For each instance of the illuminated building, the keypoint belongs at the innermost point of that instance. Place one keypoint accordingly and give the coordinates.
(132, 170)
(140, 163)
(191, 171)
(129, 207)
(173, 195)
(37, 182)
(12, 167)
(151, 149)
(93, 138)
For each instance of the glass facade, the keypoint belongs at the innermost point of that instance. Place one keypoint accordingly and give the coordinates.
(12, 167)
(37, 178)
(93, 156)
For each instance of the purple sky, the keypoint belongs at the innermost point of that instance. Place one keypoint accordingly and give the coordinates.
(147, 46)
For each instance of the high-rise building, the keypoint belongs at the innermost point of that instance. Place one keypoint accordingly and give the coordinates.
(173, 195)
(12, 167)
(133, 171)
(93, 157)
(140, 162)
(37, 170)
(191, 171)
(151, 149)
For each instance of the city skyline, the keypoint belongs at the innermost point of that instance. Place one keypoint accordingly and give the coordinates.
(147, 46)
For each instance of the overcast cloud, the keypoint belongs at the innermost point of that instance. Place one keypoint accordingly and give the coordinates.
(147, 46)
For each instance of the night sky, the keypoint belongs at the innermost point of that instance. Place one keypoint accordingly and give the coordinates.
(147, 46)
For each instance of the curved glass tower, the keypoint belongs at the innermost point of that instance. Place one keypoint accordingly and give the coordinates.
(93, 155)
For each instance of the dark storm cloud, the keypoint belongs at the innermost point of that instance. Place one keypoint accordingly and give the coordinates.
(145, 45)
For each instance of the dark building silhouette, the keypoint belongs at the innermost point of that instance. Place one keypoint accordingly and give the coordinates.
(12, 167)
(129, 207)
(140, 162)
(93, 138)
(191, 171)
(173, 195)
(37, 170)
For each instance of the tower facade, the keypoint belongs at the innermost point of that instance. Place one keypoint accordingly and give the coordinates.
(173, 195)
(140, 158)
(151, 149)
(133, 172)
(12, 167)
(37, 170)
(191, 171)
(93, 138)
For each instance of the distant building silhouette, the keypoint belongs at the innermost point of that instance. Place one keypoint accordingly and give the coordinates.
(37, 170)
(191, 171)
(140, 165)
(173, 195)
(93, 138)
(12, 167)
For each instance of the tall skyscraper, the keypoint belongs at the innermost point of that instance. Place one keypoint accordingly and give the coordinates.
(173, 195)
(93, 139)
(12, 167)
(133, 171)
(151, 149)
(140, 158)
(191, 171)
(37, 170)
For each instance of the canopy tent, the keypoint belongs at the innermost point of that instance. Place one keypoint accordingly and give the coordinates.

---

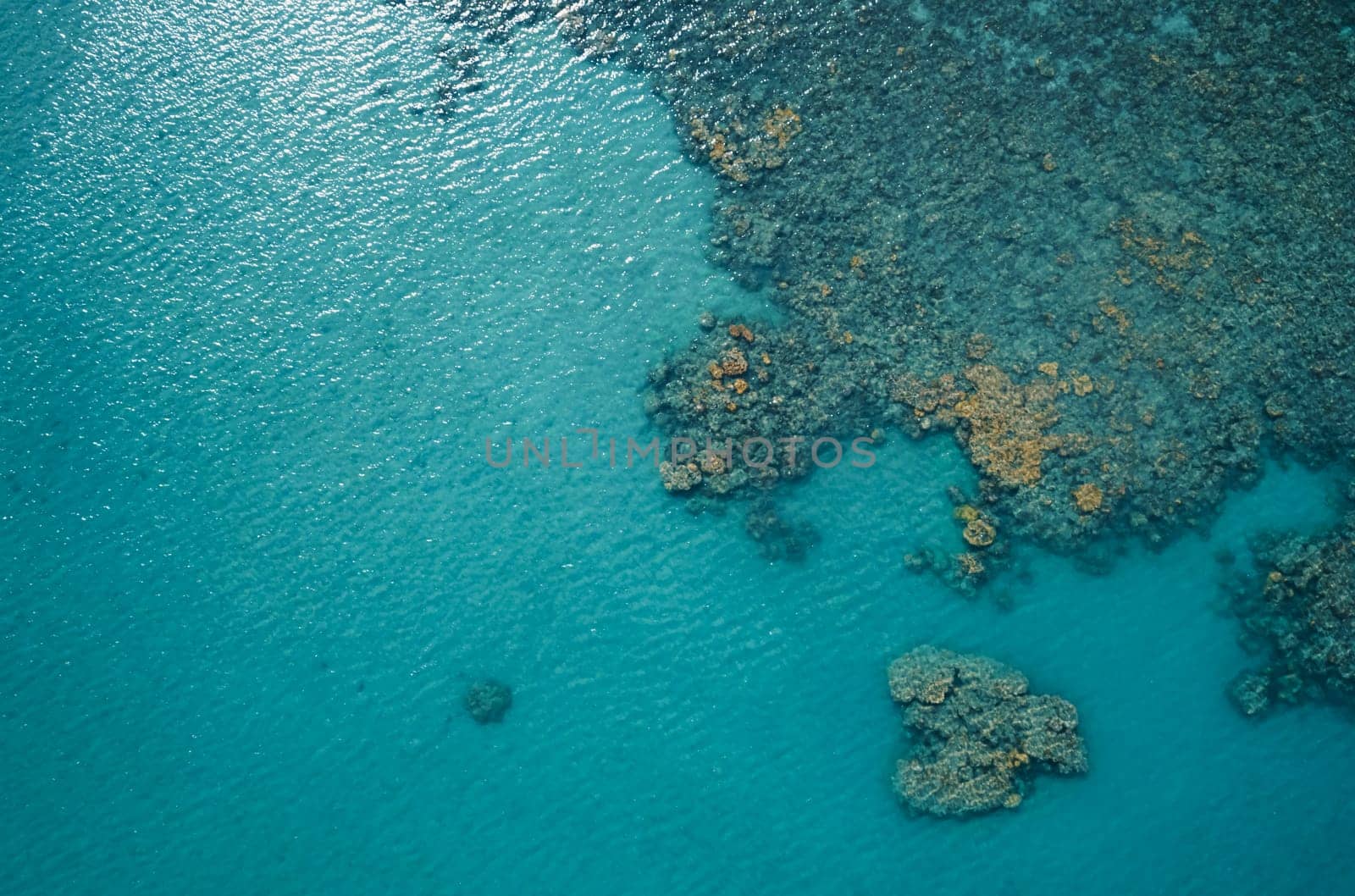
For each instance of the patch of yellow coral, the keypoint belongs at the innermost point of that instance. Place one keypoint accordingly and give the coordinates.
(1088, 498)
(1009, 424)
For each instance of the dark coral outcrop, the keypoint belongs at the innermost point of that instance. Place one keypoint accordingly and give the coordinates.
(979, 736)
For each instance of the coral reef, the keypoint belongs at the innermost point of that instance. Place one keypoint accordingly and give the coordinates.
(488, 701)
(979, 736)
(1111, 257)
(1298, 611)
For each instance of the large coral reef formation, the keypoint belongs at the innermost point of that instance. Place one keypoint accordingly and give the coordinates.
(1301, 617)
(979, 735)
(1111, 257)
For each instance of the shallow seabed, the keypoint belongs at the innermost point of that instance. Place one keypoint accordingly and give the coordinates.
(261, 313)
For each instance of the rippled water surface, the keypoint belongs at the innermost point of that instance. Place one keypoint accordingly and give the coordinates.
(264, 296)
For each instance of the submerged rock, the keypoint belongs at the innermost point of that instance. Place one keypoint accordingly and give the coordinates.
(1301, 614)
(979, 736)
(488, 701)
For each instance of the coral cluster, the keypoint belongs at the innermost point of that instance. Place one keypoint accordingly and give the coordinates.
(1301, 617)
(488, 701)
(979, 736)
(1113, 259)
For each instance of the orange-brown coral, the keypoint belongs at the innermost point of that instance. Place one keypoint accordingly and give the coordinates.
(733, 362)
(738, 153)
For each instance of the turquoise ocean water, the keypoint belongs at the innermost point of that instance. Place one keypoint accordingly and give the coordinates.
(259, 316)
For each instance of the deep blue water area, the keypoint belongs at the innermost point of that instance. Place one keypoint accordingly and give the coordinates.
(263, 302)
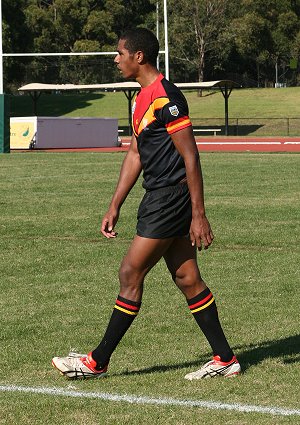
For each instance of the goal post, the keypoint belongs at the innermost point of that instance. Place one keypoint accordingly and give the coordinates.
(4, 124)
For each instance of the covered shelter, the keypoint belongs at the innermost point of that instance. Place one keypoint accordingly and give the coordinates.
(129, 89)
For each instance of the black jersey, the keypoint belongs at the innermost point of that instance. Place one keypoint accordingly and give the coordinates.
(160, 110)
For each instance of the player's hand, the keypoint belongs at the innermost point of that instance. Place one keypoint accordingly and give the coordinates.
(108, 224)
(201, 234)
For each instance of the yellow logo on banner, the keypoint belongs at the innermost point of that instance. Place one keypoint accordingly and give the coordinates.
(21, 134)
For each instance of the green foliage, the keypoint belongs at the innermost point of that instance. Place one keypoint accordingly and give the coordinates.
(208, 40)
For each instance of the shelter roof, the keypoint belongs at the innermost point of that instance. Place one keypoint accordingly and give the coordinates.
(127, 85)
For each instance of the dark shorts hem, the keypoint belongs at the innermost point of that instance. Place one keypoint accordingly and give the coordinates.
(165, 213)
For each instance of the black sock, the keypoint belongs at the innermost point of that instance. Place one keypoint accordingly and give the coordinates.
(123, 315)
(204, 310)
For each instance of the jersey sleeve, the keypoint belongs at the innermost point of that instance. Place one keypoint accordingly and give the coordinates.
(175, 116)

## What is required
How many of the lines above contain the string "purple"? Case matters. Reply with the number only.

## Task answer
1